SUPPLIED PASSAGE:
— START —
There is an i3-13100f

Slightly slower than your i5-12400f. for about 125 dollars. Don't know if you would notice the difference in your use case. You might spend that saved money on a better power supply?

There is an i3-14100f. It is 115 dollars right now at Newegg. A bit faster than the 13100f. It is so new that reviews and horsepower ratings are difficult to locate.

Maybe you couldn't tell the difference between all 3 of these CPUs.

You are at 476 dollars now. How long would you have to delay to be able to spend 600??

That would help a lot.

The 12400f has 6 cores; the others don't. I have NO idea how big a deal that would be for your use case.

Not sure what Linux CPU demands might be compared to Windows. Up to you to decide on that.
— END —
REQUEST 1: Rewrite the paragraph of the CPU advice post above that begins "There is an i3-14100f" more briefly, keeping its main facts.
REQUEST 2: Carry on the CPU advice post above, starting after its final sentence.

SUPPLIED DATA:
— START —
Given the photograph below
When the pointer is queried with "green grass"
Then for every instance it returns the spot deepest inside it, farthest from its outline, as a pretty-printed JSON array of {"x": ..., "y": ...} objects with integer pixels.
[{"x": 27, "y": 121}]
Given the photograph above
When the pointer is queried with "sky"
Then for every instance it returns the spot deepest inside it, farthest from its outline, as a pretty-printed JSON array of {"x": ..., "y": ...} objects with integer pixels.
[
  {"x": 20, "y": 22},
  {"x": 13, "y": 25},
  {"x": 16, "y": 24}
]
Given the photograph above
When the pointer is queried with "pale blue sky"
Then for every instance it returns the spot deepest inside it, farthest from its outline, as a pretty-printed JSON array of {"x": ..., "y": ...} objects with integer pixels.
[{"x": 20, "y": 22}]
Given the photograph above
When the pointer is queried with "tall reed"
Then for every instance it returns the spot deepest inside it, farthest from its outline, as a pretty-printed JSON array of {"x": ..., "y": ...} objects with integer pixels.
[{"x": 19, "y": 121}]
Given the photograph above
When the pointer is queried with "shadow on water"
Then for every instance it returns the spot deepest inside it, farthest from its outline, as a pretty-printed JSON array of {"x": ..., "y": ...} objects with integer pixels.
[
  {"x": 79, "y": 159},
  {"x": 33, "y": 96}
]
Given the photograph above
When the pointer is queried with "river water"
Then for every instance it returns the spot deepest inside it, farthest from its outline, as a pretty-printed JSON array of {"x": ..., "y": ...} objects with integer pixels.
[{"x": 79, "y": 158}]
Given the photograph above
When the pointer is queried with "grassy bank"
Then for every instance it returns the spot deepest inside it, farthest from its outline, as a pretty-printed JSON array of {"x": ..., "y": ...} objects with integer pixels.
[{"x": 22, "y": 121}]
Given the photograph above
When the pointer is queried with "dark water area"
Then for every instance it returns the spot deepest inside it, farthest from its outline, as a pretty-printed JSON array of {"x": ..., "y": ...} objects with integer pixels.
— END —
EXERCISE RESPONSE 1: The i3-14100f costs $115 at Newegg right now. It is a little faster than the 13100f, but it is so new that reviews and performance ratings are hard to find.

EXERCISE RESPONSE 2:
Yes, I understand the budget is a bit constrained for what I'm looking. If the motherboard is good enough I would go with cheapest one possible for the cpu. It'd take a bit long to spend more for now so I'm looking to buy the PC soon. Could you suggest any better psu's under 80$?I'd get 13100f/12100f(both seem similar performance) and spend the rest for the psu. Also is the motherboard the best possible one for that price range?
 
Yes, I understand the budget is a bit constrained for what I'm looking. If the motherboard is good enough I would go with cheapest one possible for the cpu. It'd take a bit long to spend more for now so I'm looking to buy the PC soon. Could you suggest any better psu's under 80$?I'd get 13100f/12100f(both seem similar performance) and spend the rest for the psu. Also is the motherboard the best possible one for that price range?
I have no idea about that motherboard.

It has one M.2 slot. Gen 3.

Your M.2 drive is gen 4. It will work, but at gen 3 speeds.

Not much practical difference between gen 3 and gen 4.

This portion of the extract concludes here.